- _Extrait de page_
-.-.-

Il en résulta que, voulant répondre par un livre aux vers de Delille et de Victor Hugo, je cherchai, voilà tantôt sept ou huit ans, des documents sur cette reddition de Verdun, qui n'eut pas une médiocre part aux 2 et 3 septembre.

Je m'adressai tout d'abord tout naturellement au plus volumineux de nos historiens, à M. Thiers. Mais M. Thiers, préoccupé de la bataille de Valmy, qu'il est pressé de gagner, se contente de dire, page 198 de l'édition de Furne: «Les Prussiens s'avançaient sur Verdun.»

Puis, page 342: «La prise de Verdun excita la vanité de Frédéric.»

Puis, page 347: «Galbaud, envoyé pour renforcer la garnison de Verdun, était arrivé trop tard.» Pas un mot de plus; de Beaurepaire, il n'est pas question.

Le fait n'est cependant pas commun.

Une ville rendue contre la volonté d'un commandant de place qui se brûle la cervelle;

Vingt-trois citoyens, convaincus d'en avoir ouvert les portes à l'ennemi, exécutés le 25 avril 1794;

Dix femmes, dont la plus vieille âgée de cinquante-cinq ans et la plus jeune de dix-huit, les suivant sur l'échafaud pour avoir offert des fleurs et des bonbons à l'ennemi, cela valait la peine d'être relaté, ne fût-ce que dans une note.

Quant à Dumouriez, dans ses Mémoires, il ne dit que quelques mots de Verdun, et appelle Beaurepaire, Beauregard!

Quand ce ne serait que pour cette erreur, Dumouriez mériterait le titre de traître.

Michelet, l'admirable historien, cet homme à qui les gloires de la France sont si chères, parce qu'il est lui-même une de ces gloires, ne passe pas ainsi à côté du cercueil de Beaurepaire sans s'arrêter.

Il s'y agenouille, il y prie.

«Un sentiment tout semblable, dit-il, fit vibrer la France en ce qu'elle eut de plus profond quand un cercueil la traversa, rapporté de la frontière, celui de l'immortel Beaurepaire, qui, non point par des paroles, mais par un acte d'un seul coup, lui dit ce qu'elle devait faire en pareille circonstance.

»Beaurepaire, ancien officier de carabiniers, avait formé, commandé depuis 89 l'intrépide bataillon des volontaires de Maine-et-Loire. Au moment de l'invasion, ces braves eurent peur de n'arriver pas assez vite. Ils ne s'amusèrent point à parler le long de la route: ils traversèrent la France au pas de charge et se jetèrent dans Verdun.

-.-.-

Un bloc de données:
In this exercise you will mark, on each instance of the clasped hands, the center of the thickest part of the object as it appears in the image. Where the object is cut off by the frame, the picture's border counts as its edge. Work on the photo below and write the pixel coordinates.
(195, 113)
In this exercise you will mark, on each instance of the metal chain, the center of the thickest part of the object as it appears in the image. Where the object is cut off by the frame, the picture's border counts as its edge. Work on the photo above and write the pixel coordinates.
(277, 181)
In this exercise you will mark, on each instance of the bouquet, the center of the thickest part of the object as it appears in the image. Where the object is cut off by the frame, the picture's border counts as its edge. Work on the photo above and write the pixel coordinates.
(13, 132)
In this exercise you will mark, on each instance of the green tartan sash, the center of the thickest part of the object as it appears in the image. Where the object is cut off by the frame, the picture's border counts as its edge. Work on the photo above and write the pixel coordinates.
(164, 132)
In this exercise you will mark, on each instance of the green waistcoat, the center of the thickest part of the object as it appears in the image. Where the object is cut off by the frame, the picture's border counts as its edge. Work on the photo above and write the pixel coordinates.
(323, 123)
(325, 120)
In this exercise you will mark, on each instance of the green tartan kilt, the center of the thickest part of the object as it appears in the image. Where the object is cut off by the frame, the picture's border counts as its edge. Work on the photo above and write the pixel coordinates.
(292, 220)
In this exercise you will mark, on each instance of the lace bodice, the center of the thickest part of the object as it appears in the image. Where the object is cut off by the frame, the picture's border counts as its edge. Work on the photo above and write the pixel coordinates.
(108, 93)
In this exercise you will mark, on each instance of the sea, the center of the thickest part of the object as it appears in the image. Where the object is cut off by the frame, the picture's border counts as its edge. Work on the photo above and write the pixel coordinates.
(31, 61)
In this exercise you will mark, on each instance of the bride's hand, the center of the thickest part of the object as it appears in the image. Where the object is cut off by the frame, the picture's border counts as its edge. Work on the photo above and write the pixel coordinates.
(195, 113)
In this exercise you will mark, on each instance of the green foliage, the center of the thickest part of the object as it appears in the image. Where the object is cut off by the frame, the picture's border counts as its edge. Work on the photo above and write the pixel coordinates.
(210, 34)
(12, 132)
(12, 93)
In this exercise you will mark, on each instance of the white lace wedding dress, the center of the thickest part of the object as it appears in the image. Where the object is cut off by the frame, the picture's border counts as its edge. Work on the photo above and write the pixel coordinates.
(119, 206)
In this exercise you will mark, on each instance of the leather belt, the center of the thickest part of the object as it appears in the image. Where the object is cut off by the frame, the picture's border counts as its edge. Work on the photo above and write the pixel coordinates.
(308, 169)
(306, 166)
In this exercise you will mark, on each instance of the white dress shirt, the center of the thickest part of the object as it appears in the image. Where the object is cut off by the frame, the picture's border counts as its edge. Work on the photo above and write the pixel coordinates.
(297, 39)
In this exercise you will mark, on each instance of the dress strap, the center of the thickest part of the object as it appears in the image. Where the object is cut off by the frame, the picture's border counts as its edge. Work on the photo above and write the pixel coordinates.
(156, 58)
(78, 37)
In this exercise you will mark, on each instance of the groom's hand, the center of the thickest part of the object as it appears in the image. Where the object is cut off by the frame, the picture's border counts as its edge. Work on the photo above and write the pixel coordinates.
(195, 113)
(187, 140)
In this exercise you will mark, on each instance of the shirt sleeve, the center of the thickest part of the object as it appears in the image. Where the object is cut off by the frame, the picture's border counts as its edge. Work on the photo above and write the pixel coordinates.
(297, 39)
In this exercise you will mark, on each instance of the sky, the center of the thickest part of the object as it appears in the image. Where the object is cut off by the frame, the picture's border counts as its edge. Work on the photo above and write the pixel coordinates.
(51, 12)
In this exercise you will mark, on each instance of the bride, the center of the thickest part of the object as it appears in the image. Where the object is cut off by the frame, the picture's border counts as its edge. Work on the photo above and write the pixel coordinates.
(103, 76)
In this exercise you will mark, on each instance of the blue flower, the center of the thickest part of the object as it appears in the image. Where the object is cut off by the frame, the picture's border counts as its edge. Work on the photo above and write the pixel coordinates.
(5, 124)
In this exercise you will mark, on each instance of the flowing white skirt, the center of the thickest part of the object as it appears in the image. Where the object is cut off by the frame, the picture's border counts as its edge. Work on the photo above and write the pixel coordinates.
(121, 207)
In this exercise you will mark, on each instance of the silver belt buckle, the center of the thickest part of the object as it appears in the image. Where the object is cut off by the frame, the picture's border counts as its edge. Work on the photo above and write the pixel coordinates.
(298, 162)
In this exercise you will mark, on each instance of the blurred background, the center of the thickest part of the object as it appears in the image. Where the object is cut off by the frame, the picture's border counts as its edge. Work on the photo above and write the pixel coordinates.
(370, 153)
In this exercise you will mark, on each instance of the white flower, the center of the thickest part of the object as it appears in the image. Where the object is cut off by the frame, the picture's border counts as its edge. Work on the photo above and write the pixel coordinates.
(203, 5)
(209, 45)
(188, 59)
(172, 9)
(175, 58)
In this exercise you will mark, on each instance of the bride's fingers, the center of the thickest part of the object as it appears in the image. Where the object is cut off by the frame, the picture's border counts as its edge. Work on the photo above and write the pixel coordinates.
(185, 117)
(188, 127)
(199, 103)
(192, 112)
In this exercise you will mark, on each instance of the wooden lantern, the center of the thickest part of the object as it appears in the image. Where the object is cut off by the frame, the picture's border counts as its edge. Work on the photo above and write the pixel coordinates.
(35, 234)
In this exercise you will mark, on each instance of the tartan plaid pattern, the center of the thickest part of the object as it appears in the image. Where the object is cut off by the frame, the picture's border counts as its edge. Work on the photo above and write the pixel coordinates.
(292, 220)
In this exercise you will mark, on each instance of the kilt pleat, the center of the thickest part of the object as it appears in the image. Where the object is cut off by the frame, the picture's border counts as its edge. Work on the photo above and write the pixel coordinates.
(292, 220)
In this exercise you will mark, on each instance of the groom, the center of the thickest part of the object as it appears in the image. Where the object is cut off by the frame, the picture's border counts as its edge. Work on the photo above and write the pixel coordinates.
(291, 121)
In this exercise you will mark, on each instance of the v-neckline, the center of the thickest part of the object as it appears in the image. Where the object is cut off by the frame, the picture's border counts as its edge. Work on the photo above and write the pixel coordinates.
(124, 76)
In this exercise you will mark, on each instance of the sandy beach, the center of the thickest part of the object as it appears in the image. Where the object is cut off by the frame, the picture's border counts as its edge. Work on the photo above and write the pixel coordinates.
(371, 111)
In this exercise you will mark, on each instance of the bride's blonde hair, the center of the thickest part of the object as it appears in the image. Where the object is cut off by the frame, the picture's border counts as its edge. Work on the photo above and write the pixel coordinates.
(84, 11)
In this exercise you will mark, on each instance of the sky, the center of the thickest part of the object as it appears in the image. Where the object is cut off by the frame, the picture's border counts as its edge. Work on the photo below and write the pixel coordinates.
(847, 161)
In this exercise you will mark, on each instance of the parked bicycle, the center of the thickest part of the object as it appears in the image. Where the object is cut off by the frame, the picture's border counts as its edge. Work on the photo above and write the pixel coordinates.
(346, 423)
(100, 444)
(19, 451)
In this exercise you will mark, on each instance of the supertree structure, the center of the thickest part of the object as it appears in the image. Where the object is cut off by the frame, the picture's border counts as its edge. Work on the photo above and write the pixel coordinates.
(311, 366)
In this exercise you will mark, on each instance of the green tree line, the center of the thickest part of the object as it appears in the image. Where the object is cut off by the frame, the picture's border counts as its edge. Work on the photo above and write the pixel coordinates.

-.-.-

- _Consignes de travail_
a. Pour chacune des affirmations suivantes, dites si elle concorde avec l'extrait de page, puis citez à l'identique les mots qui le montrent : (i) Chez Thiers, Beaurepaire n'est pas mentionné. (ii) Parmi les dix femmes envoyées à l'échafaud, la plus jeune avait vingt ans. (iii) Dumouriez consacre un long passage de ses Mémoires à Verdun.
b. Reproduisez sans rien changer le passage de l'extrait de page qui s'ouvre sur les mots contenant « Le fait n'est » et se termine par « titre de traître. ».

- _Réponses aux consignes_
a.
(i) Oui : « de Beaurepaire, il n'est pas question ».
(ii) Non : « la plus jeune de dix-huit ».
(iii) Non : « il ne dit que quelques mots de Verdun ».

b.
Le fait n'est cependant pas commun.

Une ville rendue contre la volonté d'un commandant de place qui se brûle la cervelle;

Vingt-trois citoyens, convaincus d'en avoir ouvert les portes à l'ennemi, exécutés le 25 avril 1794;

Dix femmes, dont la plus vieille âgée de cinquante-cinq ans et la plus jeune de dix-huit, les suivant sur l'échafaud pour avoir offert des fleurs et des bonbons à l'ennemi, cela valait la peine d'être relaté, ne fût-ce que dans une note.

Quant à Dumouriez, dans ses Mémoires, il ne dit que quelques mots de Verdun, et appelle Beaurepaire, Beauregard!

Quand ce ne serait que pour cette erreur, Dumouriez mériterait le titre de traître.